* **Stored data**:
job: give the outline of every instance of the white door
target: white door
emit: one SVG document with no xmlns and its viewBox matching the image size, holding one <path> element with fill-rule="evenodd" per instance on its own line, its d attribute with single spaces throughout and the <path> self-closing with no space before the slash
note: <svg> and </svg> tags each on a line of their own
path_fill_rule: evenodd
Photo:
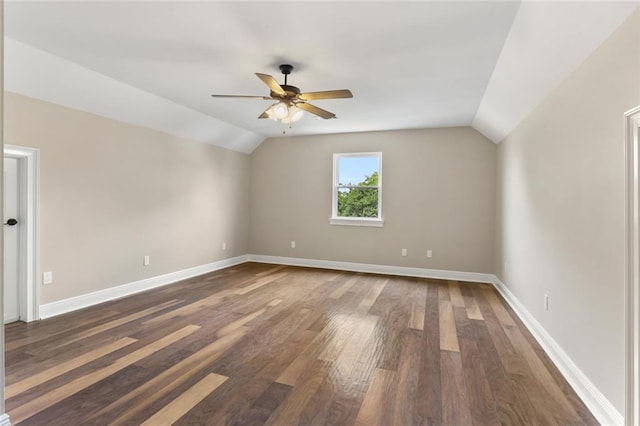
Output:
<svg viewBox="0 0 640 426">
<path fill-rule="evenodd" d="M 18 287 L 18 160 L 4 159 L 4 322 L 20 319 Z M 13 220 L 12 220 L 13 219 Z M 13 224 L 13 225 L 12 225 Z"/>
</svg>

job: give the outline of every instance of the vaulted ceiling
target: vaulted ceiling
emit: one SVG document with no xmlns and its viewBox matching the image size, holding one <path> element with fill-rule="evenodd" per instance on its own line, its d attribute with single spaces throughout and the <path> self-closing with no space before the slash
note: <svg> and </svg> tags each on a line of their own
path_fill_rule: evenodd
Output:
<svg viewBox="0 0 640 426">
<path fill-rule="evenodd" d="M 290 135 L 473 126 L 499 142 L 636 2 L 5 2 L 5 88 L 251 152 L 283 125 L 257 116 L 255 72 L 314 104 Z"/>
</svg>

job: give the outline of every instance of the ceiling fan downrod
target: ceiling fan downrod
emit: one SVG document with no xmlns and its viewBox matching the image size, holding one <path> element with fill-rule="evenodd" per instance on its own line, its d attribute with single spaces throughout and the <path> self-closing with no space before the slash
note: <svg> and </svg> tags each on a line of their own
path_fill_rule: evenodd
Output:
<svg viewBox="0 0 640 426">
<path fill-rule="evenodd" d="M 289 74 L 291 74 L 291 71 L 293 71 L 293 65 L 289 65 L 289 64 L 282 64 L 280 65 L 280 72 L 282 72 L 282 74 L 284 74 L 284 85 L 287 85 L 287 76 Z"/>
</svg>

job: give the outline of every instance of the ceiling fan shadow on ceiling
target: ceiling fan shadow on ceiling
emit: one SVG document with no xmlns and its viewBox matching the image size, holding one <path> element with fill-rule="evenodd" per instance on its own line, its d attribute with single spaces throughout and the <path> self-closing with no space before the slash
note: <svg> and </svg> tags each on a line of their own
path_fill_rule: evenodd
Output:
<svg viewBox="0 0 640 426">
<path fill-rule="evenodd" d="M 263 100 L 273 100 L 276 103 L 267 108 L 258 118 L 270 118 L 291 125 L 302 118 L 304 112 L 309 112 L 323 119 L 336 118 L 332 112 L 318 108 L 307 101 L 319 99 L 343 99 L 353 98 L 353 94 L 348 89 L 325 90 L 321 92 L 301 93 L 300 89 L 291 86 L 287 82 L 287 77 L 293 71 L 293 65 L 282 64 L 280 71 L 284 74 L 284 84 L 278 84 L 275 78 L 267 74 L 256 73 L 256 76 L 269 87 L 269 96 L 249 96 L 249 95 L 211 95 L 214 98 L 253 98 Z"/>
</svg>

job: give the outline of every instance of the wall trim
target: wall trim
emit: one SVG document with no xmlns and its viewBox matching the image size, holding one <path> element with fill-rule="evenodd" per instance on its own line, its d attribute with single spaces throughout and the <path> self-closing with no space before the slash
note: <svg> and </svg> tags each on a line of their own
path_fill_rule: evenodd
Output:
<svg viewBox="0 0 640 426">
<path fill-rule="evenodd" d="M 310 268 L 337 269 L 340 271 L 367 272 L 370 274 L 399 275 L 405 277 L 437 278 L 443 280 L 493 283 L 493 274 L 458 272 L 440 269 L 410 268 L 406 266 L 374 265 L 369 263 L 338 262 L 334 260 L 303 259 L 298 257 L 249 254 L 249 262 L 276 263 L 279 265 L 306 266 Z"/>
<path fill-rule="evenodd" d="M 0 426 L 11 426 L 11 420 L 8 414 L 5 413 L 0 416 Z"/>
<path fill-rule="evenodd" d="M 640 423 L 640 106 L 625 113 L 625 420 Z"/>
<path fill-rule="evenodd" d="M 40 150 L 26 146 L 3 147 L 4 158 L 20 162 L 18 170 L 19 211 L 24 214 L 19 227 L 19 316 L 25 322 L 39 318 L 40 305 Z"/>
<path fill-rule="evenodd" d="M 238 265 L 247 262 L 247 256 L 237 256 L 228 259 L 218 260 L 216 262 L 207 263 L 205 265 L 194 266 L 192 268 L 182 269 L 176 272 L 170 272 L 164 275 L 158 275 L 143 280 L 122 284 L 116 287 L 105 288 L 104 290 L 94 291 L 92 293 L 82 294 L 80 296 L 70 297 L 68 299 L 58 300 L 51 303 L 40 305 L 40 318 L 50 318 L 56 315 L 65 314 L 67 312 L 76 311 L 78 309 L 87 308 L 99 303 L 108 302 L 129 296 L 141 291 L 151 290 L 153 288 L 162 287 L 173 284 L 187 278 L 198 275 L 207 274 L 217 271 L 218 269 L 228 268 L 229 266 Z M 0 424 L 0 426 L 2 426 Z"/>
<path fill-rule="evenodd" d="M 535 319 L 533 315 L 514 296 L 500 278 L 493 276 L 493 285 L 507 301 L 509 306 L 523 322 L 525 327 L 538 341 L 551 361 L 558 367 L 560 373 L 569 382 L 569 385 L 578 394 L 580 399 L 589 408 L 598 422 L 603 425 L 622 425 L 624 417 L 616 410 L 611 402 L 600 392 L 600 390 L 589 380 L 589 378 L 571 360 L 569 355 L 551 337 L 544 327 Z"/>
</svg>

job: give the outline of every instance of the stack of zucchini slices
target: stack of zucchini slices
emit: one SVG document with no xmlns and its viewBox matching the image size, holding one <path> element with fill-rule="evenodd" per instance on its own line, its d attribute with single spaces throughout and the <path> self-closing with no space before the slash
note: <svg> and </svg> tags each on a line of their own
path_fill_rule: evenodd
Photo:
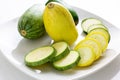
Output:
<svg viewBox="0 0 120 80">
<path fill-rule="evenodd" d="M 81 27 L 87 35 L 74 49 L 81 56 L 78 66 L 85 67 L 98 60 L 102 53 L 106 51 L 110 41 L 110 33 L 108 28 L 96 18 L 84 19 Z"/>
<path fill-rule="evenodd" d="M 50 62 L 57 70 L 68 70 L 78 64 L 80 55 L 70 50 L 66 42 L 56 42 L 51 46 L 40 47 L 25 56 L 27 66 L 40 66 Z"/>
</svg>

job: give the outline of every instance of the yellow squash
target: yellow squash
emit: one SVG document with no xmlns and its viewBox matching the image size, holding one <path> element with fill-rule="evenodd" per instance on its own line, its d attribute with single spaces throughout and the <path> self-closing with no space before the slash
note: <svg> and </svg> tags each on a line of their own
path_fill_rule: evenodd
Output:
<svg viewBox="0 0 120 80">
<path fill-rule="evenodd" d="M 56 2 L 47 4 L 43 20 L 46 32 L 55 42 L 66 41 L 71 45 L 76 41 L 78 32 L 74 20 L 63 5 Z"/>
</svg>

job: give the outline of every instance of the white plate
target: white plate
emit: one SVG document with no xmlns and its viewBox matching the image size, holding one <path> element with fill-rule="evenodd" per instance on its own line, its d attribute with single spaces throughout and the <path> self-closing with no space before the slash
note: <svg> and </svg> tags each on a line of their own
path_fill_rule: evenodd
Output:
<svg viewBox="0 0 120 80">
<path fill-rule="evenodd" d="M 87 17 L 95 17 L 102 20 L 109 28 L 111 34 L 111 41 L 108 49 L 104 52 L 101 59 L 96 61 L 92 66 L 86 68 L 73 68 L 67 71 L 57 71 L 48 64 L 36 69 L 26 67 L 24 64 L 24 55 L 34 48 L 49 45 L 51 39 L 47 35 L 38 40 L 26 40 L 22 38 L 17 30 L 18 18 L 8 21 L 0 26 L 0 50 L 2 54 L 20 71 L 39 80 L 76 80 L 100 70 L 119 55 L 120 37 L 118 37 L 118 34 L 120 34 L 120 30 L 98 16 L 79 8 L 74 9 L 79 15 L 79 24 L 77 26 L 80 33 L 79 39 L 83 38 L 80 26 L 81 20 Z"/>
</svg>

* **Description of the task**: The answer must consist of every line from the entries that holds the string "plate".

* **Completed exercise**:
job: give the outline of every instance of the white plate
target: white plate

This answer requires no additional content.